**Fonte**
Precedenti capitoli:
Gli orrori dei ghiacci e delle tenebre (22)
Prosegue...
Nell'eterna fuga (24)
...Della bellezza della (vera) Natura (25)
Ora hanno un pazzo a bordo!
Alexander Klotz resterà impietrito per
intere settimane. Talvolta, quando le spinte glaciali dell’inverno li
colpiscono, quando i malati di scorbuto gemono nella febbre e una tormenta di ghiaccio
ricorda loro la fine dei tempi, essi giungeranno a invidiare il cacciatore che
è così assorto in se stesso e sembra non riconoscere più nulla della loro
realtà. Eppure quest’inverno sarà meno impetuoso e crudele del precedente.
Qui, vicino a terra, al riparo della loro
terra, le spinte glaciali sono meno violente, il vuoto non è così immenso e
inoltre essi sono sorretti dalla speranza di esplorare la terra nella prossima primavera
per poi tornare a casa e, se dovesse essere, torneranno anche a piedi marciando
sul ghiaccio. Torneranno, anche se ora diciannove di loro recano i segni dello
scorbuto.

**Da svolgere**
Puoi proseguire il racconto della spedizione tra i ghiacci a partire dalla sua ultima frase?

**Dati registrati**
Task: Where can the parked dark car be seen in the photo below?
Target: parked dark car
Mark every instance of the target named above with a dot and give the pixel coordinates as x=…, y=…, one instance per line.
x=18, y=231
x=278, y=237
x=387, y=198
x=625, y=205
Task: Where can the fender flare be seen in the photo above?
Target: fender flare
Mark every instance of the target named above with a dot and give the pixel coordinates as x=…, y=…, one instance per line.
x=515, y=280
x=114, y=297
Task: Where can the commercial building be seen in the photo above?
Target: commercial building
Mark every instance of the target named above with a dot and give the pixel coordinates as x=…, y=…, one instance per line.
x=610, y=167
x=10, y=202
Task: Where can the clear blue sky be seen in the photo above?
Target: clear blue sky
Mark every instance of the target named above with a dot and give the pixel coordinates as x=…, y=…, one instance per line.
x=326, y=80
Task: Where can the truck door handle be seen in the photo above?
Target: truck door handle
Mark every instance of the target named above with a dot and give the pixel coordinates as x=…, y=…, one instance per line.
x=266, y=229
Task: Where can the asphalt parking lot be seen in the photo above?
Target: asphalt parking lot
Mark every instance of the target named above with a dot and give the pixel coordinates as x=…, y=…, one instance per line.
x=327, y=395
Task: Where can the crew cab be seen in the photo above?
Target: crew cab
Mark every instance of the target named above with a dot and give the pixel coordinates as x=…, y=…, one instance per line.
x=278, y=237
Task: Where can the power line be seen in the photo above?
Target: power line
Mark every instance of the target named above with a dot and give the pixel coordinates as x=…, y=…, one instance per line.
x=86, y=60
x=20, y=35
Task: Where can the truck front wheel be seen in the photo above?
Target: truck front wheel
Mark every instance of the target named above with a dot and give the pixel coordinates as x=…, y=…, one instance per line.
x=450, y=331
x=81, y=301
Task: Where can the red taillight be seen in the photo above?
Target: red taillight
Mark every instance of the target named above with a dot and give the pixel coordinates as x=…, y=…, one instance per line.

**La risposta**
Marciare marcire morire
resistere pregare parlare giammai recitare solo unire ciò che rimane dal passo
inquieto dimenticato… i venti ululano spargano sangue spargano urla disperate
membra fratturate come sassi sparsi lungo il cammino… concimano peggio del letame…
una baracca ove ripararsi poi proseguire senza capire solo obbedire sperare che
l’amico di ieri non sia il nemico di domani pochi anni son passati da quando ci
scorgevano entro fienili assaporare la primavera benedire parlare con la neve ed il ghiaccio ora la
mira si fa confusa scorgo solo il lamento della pioggia…
…Vegliare e restare il turno
di guardia reclama dovuta mira, al di là un’altro Spirito assorto recita ugual
Memoria…
Sì, torneranno queste Anime
questi Spiriti questi volti smarriti impietriti più duri del sasso e della
neve…
Ricordi che pensiamo morti.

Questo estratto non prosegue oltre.